### Exercise materials:
+ + + +
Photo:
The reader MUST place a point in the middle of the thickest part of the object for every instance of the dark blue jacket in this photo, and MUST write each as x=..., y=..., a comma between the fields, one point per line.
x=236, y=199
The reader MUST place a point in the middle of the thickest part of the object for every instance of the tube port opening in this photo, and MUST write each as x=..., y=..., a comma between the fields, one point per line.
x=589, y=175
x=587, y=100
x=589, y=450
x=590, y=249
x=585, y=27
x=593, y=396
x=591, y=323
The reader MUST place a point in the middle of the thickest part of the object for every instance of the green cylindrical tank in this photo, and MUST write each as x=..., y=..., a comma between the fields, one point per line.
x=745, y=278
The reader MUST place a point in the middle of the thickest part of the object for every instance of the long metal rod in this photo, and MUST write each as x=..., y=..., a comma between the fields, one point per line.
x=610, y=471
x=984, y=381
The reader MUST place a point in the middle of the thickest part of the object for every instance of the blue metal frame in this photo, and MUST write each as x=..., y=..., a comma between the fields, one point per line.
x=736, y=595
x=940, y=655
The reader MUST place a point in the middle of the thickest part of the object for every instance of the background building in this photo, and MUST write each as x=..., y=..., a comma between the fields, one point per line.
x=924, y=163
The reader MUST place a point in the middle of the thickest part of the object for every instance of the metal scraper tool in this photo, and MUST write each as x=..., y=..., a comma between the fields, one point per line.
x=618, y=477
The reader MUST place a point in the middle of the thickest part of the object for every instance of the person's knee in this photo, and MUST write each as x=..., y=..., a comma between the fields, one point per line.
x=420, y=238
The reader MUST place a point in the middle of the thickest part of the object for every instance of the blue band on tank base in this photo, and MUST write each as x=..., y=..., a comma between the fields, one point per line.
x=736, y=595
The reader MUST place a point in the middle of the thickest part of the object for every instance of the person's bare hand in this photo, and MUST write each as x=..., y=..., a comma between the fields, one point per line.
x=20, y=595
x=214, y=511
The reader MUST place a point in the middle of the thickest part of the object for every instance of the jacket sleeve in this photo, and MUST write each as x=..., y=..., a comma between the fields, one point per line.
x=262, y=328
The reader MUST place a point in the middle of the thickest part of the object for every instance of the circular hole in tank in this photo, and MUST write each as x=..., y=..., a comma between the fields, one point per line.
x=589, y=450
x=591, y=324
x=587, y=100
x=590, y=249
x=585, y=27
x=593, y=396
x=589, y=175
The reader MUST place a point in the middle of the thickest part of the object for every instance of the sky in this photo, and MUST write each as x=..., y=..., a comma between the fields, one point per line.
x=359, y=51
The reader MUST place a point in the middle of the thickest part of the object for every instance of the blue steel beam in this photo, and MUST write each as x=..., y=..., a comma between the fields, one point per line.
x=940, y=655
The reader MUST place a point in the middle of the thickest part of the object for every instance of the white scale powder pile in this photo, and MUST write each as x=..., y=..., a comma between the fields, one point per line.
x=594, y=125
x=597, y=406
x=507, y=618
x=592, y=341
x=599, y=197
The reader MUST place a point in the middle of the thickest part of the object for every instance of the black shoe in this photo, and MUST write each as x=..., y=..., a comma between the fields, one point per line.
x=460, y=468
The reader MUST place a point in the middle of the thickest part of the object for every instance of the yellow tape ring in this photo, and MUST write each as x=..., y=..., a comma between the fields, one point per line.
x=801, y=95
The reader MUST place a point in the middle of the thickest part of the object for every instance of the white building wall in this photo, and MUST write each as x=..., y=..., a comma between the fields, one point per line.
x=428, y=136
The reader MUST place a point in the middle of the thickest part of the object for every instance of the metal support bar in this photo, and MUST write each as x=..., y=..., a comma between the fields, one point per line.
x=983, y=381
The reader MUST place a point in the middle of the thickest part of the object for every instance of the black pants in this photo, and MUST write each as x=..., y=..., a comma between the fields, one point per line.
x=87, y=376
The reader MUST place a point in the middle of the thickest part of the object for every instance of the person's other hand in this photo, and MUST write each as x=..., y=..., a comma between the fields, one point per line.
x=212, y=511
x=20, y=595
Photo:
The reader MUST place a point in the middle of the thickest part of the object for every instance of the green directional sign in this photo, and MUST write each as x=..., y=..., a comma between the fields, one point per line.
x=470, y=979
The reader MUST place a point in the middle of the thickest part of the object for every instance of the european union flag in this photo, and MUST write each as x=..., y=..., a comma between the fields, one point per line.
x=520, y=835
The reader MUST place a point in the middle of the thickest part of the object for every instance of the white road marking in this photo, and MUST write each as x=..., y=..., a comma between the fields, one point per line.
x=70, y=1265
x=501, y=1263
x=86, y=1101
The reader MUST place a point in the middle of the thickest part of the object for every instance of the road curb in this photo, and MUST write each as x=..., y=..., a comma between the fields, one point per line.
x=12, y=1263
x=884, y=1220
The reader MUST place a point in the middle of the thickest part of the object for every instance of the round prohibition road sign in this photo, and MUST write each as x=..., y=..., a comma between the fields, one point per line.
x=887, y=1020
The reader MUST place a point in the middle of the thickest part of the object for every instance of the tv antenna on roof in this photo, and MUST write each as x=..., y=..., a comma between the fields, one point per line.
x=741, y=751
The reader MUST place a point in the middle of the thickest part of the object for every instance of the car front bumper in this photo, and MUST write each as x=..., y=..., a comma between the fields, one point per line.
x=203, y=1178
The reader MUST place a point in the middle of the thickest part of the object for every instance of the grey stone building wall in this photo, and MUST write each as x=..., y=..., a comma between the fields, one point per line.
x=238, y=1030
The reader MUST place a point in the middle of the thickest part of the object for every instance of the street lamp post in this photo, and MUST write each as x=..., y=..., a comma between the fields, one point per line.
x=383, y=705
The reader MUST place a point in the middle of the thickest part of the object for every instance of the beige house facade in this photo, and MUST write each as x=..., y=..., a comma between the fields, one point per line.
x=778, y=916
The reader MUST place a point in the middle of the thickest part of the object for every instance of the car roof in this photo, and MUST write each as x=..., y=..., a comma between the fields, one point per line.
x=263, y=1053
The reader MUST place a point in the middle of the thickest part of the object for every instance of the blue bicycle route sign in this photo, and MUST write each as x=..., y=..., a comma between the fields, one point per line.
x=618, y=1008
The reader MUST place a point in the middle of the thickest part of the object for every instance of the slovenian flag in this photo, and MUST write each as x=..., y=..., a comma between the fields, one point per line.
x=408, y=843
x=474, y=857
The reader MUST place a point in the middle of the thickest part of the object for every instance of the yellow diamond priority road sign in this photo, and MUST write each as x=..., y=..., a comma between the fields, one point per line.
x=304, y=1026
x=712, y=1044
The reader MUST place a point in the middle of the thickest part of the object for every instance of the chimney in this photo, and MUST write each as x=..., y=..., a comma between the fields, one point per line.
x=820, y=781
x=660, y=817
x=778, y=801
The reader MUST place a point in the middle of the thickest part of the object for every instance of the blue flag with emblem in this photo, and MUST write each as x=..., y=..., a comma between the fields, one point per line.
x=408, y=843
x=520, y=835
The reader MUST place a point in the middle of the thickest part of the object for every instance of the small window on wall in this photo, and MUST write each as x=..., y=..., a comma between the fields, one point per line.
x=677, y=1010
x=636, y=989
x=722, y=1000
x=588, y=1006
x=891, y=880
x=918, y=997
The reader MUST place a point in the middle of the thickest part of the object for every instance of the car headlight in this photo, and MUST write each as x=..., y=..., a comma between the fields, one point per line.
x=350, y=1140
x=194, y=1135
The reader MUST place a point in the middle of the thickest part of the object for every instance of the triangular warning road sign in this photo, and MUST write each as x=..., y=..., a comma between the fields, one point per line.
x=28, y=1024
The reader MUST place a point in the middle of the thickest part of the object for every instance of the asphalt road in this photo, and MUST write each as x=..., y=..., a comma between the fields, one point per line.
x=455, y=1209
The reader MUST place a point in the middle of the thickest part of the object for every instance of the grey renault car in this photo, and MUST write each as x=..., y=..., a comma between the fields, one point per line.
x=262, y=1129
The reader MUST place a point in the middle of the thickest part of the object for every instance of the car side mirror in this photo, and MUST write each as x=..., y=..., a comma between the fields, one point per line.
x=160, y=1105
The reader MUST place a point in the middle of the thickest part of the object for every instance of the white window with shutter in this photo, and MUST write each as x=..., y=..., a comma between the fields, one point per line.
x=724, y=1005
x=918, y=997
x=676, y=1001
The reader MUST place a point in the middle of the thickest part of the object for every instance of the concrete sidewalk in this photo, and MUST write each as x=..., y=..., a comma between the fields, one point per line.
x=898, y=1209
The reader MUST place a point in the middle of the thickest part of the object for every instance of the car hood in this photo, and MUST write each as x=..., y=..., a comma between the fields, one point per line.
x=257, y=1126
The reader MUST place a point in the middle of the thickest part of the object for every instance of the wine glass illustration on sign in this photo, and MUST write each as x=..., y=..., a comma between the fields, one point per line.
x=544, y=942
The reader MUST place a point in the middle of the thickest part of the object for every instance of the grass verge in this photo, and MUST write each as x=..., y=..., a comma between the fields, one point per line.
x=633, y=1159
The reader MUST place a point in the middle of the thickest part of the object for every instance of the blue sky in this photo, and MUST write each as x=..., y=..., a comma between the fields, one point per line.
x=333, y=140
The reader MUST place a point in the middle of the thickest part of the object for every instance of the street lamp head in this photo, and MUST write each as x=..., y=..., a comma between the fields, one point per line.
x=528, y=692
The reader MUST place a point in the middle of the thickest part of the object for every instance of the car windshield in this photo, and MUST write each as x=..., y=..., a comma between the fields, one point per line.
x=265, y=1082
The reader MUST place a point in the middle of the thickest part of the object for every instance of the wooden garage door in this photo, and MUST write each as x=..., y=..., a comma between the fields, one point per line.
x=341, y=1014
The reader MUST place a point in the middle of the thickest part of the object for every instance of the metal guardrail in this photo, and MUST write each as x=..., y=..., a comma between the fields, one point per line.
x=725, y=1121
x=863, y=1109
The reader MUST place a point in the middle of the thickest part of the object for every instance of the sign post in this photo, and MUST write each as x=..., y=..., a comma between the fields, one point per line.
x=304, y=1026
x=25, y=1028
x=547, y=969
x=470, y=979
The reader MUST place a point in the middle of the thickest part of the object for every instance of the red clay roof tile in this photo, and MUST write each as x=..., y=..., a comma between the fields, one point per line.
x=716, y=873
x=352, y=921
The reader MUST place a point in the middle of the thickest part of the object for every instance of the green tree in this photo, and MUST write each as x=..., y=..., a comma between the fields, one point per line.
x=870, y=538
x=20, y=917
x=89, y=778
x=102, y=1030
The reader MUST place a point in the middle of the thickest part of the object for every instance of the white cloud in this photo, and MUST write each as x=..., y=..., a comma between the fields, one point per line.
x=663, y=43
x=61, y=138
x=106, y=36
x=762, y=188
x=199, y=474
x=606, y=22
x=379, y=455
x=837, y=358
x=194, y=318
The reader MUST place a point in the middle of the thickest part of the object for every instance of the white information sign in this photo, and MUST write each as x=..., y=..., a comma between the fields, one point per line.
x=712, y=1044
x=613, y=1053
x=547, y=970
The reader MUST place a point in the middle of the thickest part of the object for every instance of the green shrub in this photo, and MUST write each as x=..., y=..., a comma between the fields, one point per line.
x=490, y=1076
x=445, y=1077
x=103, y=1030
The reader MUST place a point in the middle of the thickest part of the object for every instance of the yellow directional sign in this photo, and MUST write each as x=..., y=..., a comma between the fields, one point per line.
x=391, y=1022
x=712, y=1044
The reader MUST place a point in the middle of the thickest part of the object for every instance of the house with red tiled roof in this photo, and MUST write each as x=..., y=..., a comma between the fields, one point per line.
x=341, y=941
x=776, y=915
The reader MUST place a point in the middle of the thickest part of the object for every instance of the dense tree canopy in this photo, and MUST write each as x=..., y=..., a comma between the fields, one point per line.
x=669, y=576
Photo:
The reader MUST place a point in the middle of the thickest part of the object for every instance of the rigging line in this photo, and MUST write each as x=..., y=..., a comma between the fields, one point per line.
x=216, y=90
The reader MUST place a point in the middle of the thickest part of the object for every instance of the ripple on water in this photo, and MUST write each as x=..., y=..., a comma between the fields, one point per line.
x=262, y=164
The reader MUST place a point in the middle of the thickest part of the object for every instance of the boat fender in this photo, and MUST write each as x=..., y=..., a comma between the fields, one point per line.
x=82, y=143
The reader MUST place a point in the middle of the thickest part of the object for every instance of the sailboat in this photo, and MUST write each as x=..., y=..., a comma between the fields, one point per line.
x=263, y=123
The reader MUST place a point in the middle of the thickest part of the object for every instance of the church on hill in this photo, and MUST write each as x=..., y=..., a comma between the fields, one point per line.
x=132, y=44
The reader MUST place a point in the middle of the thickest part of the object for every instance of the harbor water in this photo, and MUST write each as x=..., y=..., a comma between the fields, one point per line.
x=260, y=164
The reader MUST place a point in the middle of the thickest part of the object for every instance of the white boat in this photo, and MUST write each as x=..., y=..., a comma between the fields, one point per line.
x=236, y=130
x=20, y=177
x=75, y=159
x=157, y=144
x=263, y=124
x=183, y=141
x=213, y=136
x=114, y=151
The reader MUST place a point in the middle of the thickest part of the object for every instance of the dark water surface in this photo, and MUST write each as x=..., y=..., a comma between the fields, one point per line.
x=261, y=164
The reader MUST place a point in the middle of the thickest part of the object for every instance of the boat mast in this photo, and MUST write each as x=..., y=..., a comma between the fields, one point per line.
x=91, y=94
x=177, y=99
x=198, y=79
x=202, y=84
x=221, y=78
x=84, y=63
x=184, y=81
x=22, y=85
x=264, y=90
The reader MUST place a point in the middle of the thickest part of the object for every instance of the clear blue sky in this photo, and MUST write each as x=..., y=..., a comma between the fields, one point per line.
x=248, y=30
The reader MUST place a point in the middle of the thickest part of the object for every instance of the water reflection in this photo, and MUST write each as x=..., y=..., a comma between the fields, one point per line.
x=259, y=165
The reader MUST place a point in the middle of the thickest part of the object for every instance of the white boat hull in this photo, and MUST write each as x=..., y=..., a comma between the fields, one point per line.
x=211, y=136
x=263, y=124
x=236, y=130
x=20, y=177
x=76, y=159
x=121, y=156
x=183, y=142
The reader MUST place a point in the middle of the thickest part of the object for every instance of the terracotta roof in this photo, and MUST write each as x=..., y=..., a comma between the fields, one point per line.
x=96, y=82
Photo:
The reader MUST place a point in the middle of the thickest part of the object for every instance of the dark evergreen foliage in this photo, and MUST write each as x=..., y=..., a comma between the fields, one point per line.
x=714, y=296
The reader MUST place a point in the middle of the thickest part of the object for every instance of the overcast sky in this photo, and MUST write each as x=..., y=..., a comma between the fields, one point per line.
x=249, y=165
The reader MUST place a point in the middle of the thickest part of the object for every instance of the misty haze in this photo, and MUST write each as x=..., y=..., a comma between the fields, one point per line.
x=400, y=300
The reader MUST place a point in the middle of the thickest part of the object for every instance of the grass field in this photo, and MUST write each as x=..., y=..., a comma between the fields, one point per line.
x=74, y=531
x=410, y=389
+ + + +
### Directions for this task:
Can you reproduce only the lines that begin at the one containing "the grey renault" and end after the one containing "x=262, y=1129", with "silver" put in place of "grey" and nothing else changed?

### Complete output:
The reader MUST place a point in the middle of the thickest part of the object for every instance of the silver renault car in this photo, and MUST write each as x=..., y=..., a comma between the fields, one point per line.
x=262, y=1129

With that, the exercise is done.